[start]

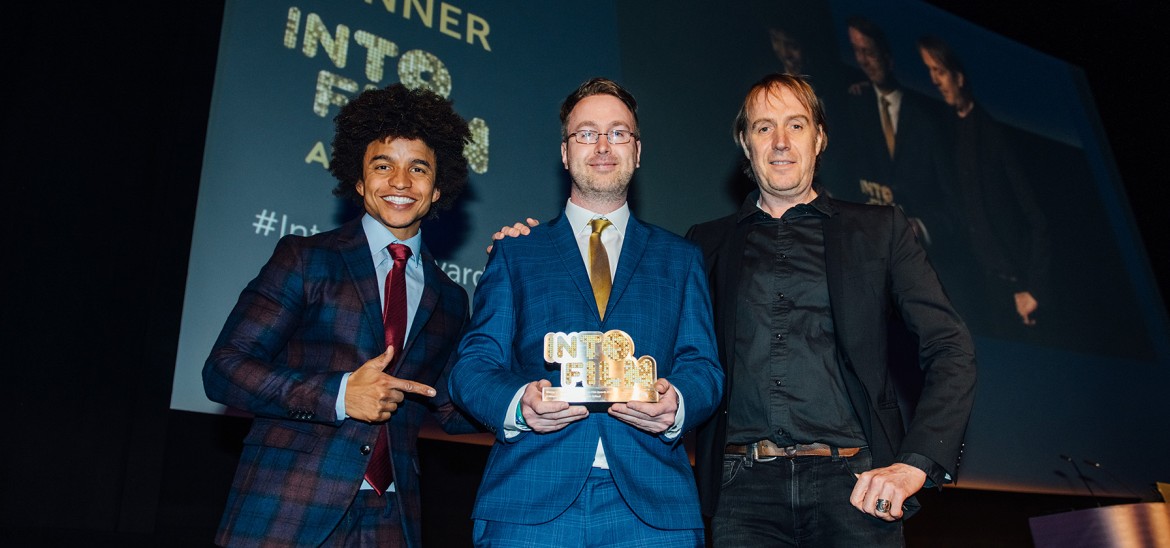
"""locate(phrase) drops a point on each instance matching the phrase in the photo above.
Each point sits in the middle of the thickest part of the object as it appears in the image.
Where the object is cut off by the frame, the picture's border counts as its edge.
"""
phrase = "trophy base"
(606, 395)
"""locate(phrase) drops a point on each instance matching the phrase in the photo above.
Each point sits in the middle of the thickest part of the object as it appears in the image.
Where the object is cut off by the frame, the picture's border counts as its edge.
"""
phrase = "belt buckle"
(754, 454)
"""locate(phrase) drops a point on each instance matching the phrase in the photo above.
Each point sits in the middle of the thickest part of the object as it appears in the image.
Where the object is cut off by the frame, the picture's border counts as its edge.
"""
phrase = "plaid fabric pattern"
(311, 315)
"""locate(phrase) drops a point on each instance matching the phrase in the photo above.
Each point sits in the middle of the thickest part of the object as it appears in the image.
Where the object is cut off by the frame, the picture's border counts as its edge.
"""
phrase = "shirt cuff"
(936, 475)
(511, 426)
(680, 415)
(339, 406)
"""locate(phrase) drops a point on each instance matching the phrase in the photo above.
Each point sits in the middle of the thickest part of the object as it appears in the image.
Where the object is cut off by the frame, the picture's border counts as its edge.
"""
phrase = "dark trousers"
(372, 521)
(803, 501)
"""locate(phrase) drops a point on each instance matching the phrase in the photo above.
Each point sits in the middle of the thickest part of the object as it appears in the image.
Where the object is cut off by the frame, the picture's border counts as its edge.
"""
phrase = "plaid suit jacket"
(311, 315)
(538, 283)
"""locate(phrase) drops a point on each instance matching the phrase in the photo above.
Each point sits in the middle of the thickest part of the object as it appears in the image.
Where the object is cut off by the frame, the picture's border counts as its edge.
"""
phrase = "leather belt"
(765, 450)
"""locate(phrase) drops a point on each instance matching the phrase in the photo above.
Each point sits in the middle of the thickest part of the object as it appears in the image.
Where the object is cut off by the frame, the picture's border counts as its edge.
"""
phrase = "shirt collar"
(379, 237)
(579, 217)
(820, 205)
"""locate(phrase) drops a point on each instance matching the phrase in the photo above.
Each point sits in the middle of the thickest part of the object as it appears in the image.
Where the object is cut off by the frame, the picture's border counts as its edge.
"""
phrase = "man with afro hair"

[end]

WHAT IS NEEDED:
Omit the pictures and reproduce the listing exactly.

WRITTEN ANSWER:
"""locate(phrase) drops a point on each instance matching the phrase in the photo above.
Each point sits in the middle of the thickest part of the object as it appears in the image.
Where the object is cut off by the frame, the picture's border counts as its edge.
"""
phrase = "trophy base"
(606, 395)
"""locate(phrase) drops a point on each instance matching the phrase in the photo above.
Each point sits in the middle of the thickest part of the object as it appears in the image.
Where the object is cut off by the frame, the picture's border counts as its edge.
"""
phrase = "belt buckle"
(754, 454)
"""locate(phrase) drops a point on each instance matching the phrase in the photo above.
Each point sits in the middle of the thickest part of the object as it appears in the image.
Where the object is cut off by the frame, the picture's border counts as its edge.
"""
phrase = "plaid fabric pattern"
(311, 315)
"""locate(phrase) drops a point on each instance matching the phrase in the photo above.
Each point sits in the middle of the thickest part of the object as it appears in the image.
Where the object is cut off by the frame, the picture's border counts as its edge.
"""
phrase = "shirt cuff"
(936, 475)
(511, 426)
(680, 415)
(339, 406)
"""locate(phrase) drops a point on each instance matching the phrase in the photo above.
Each point sits in the middle of the thickest part of the object as it appears in the image.
Where the object is cut off by the frame, the picture's border counts as its edge.
"""
phrase = "dark trousers"
(372, 521)
(803, 501)
"""locate(phrase) drops a point on each instance matching the phrase in the photo above.
Each point sits in the middle of the thickest part of the object as it appears in the image.
Where the object is cut off by the frame, the picture's border counts as its edge.
"""
phrase = "plaid suit jacket"
(311, 315)
(538, 283)
"""locate(phrase) drops a point on each instance matching the phrase in the photo above.
Each point sits in the middle of the thickest part of the object as it appears in the image.
Where the object is cut off by the frame, the picture's border counts as its edge.
"""
phrase = "leather belt"
(765, 450)
"""locate(phrase) drops a point on each instance matching the phrase in the photo above.
Each point sits in the middle of the thickest part of the object as it appears in the image.
Where the object is cut off by the frame, the picture's border counts as its edge.
"""
phrase = "shirt collar"
(379, 237)
(579, 217)
(820, 205)
"""locate(phrase) drops a point on each instance matching the phrase in the photo above.
Each point sits in the middle of the thickest part of the object as it appears in the image.
Where the object is cut off by the frame, the picture's border counts as its edge.
"""
phrase = "man with afro hair"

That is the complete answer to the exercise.